> [Task instructions] Return each line of the material verbatim.

Data records:
┌──

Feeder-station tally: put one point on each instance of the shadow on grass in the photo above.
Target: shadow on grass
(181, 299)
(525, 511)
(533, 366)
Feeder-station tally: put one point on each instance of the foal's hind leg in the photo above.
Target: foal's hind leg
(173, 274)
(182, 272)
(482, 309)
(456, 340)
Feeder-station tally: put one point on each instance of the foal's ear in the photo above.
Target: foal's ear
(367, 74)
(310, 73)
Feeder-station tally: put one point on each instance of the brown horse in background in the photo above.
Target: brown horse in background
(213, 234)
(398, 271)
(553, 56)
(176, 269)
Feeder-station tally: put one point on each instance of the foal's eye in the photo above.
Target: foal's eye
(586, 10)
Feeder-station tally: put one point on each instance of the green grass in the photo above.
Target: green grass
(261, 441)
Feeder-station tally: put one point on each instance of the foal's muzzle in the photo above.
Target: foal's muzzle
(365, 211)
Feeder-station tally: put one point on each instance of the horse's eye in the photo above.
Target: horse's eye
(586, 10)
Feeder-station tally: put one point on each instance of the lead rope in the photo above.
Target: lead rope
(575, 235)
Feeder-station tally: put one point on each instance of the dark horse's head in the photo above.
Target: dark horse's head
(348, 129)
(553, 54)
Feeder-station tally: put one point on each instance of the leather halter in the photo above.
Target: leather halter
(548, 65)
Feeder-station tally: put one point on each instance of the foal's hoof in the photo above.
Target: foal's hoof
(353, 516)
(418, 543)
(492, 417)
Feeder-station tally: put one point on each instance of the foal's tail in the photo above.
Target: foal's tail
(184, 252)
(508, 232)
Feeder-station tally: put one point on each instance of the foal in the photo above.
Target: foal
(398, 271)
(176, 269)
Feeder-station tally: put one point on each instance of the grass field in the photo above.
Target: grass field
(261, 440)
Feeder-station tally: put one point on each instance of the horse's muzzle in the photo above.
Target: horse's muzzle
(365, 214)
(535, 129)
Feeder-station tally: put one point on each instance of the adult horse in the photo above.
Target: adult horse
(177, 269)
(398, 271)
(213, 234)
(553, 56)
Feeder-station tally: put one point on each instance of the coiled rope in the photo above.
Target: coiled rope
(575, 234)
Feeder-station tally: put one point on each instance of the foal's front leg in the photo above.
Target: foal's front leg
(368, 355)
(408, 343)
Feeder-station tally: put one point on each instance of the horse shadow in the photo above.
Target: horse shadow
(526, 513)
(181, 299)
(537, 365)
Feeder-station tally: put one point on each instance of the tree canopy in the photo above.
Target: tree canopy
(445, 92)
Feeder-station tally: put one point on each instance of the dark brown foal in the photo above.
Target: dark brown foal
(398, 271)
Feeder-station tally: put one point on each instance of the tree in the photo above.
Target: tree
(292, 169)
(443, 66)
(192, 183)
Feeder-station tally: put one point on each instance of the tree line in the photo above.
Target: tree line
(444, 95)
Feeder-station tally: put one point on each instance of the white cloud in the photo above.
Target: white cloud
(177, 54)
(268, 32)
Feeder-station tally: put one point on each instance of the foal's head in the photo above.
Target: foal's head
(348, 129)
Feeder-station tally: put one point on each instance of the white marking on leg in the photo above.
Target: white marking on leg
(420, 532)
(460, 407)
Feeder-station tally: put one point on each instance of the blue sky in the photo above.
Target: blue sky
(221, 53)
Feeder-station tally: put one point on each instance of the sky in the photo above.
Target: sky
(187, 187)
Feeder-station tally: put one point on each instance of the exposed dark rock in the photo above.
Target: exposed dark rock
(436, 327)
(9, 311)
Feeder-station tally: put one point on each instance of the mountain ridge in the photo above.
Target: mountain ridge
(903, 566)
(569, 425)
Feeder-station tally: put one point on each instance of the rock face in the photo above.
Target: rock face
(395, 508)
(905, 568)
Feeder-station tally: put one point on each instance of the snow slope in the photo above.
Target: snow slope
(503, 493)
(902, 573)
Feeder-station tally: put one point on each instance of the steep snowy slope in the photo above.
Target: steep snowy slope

└──

> [Reply to the exercise]
Feeder-station tally: put one point on each instance of the shadow on grass in the photo above.
Target: shadow on grass
(181, 299)
(525, 511)
(533, 366)
Feeder-station tally: put one point on each instance of the foal's hind leg in the photo above.
Target: foal's hind leg
(173, 274)
(182, 272)
(482, 309)
(456, 340)
Feeder-station tally: put one point on each instance of the foal's ear in the photo above.
Target: foal's ear
(367, 74)
(310, 73)
Feeder-station tally: put one point on each instance of the brown horse in background in the photo above.
Target: brown horse in background
(213, 234)
(398, 271)
(553, 56)
(176, 269)
Feeder-station tally: put one point on each instance of the foal's eye in the photo above.
Target: foal's eye
(586, 10)
Feeder-station tally: put one point on each instance of the green grass in the photo above.
Target: green grass
(261, 441)
Feeder-station tally: put one point on each instance of the foal's muzzle in the photo above.
Target: foal's muzzle
(365, 211)
Feeder-station tally: put one point on each instance of the horse's eye in the photo above.
Target: horse's eye
(586, 10)
Feeder-station tally: put one point on each instance of the lead rope in the photo above.
Target: lead rope
(575, 235)
Feeder-station tally: put one point on each instance of the dark horse's head in the photo above.
Target: dark horse's head
(348, 129)
(553, 54)
Feeder-station tally: put one point on each instance of the leather halter in the photo above.
Target: leather halter
(548, 65)
Feeder-station tally: put one point on each instance of the foal's hoof in the photo above.
Target: foal's hoof
(353, 516)
(418, 543)
(492, 417)
Feeder-station tally: put one point on each instance of the foal's tail in the photo above.
Target: foal's tail
(184, 252)
(508, 232)
Feeder-station tally: put one point on each instance of the foal in the photo above.
Target: foal
(398, 271)
(176, 269)
Feeder-station tally: put one point on each instance of the grass field in the photo above.
Target: grass field
(261, 440)
Feeder-station tally: put one point on each instance of the horse's muzzle in the photo above.
Target: horse's muzzle
(365, 214)
(535, 129)
Feeder-station tally: put one point on each instance of the adult horse in the photo above.
Target: adult horse
(177, 269)
(398, 271)
(213, 234)
(553, 56)
Feeder-station tally: put one point on each instance of the coiled rope in the photo above.
Target: coiled rope
(575, 234)
Feeder-station tally: put one point on each instance of the foal's front leg in the photo above.
Target: foal's front leg
(368, 355)
(408, 343)
Feeder-station tally: put one point on each instance of the horse shadow in the photo above.
Target: horse shadow
(526, 513)
(181, 299)
(537, 365)
Feeder-station tally: put one point on each instance of the tree canopy in the photo above.
Target: tree canopy
(445, 92)
Feeder-station tally: put one point on each instance of the dark brown foal in the photo above.
Target: dark brown foal
(398, 271)
Feeder-station tally: put one point on each instance of the tree in the photo above.
Target: tree
(292, 169)
(443, 66)
(192, 183)
Feeder-station tally: put one point on each instance of the tree line in the photo above.
Target: tree line
(444, 95)
Feeder-station tally: put one point on each instance of the white cloud in the photo above.
Target: white cloud
(177, 54)
(268, 32)
Feeder-station tally: put one point on each instance of the foal's head in the photo above.
Target: foal's head
(348, 129)
Feeder-station tally: put one point on each instance of the white marking on leg in the photo above.
Target: white marking on leg
(420, 532)
(460, 407)
Feeder-station tally: put one point on each instance of the blue sky in the photo above.
Target: blue sky
(221, 53)
Feeder-station tally: put one point on each instance of the sky in the photo above.
Target: sky
(187, 187)
Feeder-station tally: put one point on each instance of the exposed dark rock in the photo above.
Target: exposed dark rock
(436, 327)
(9, 311)
Feeder-station tally: put one point on each instance of the mountain ridge in the photo above.
Target: mountain ridge
(903, 566)
(569, 425)
Feeder-station tally: put one point on each instance of the rock face in the photo above.
Target: rock face
(395, 508)
(905, 568)
Feeder-station tally: put one point on each instance of the snow slope in the photo above.
Target: snow slope
(503, 493)
(902, 573)
Feeder-station tally: put one point on each instance of the steep snowy slope in the photo above.
Target: steep snowy slope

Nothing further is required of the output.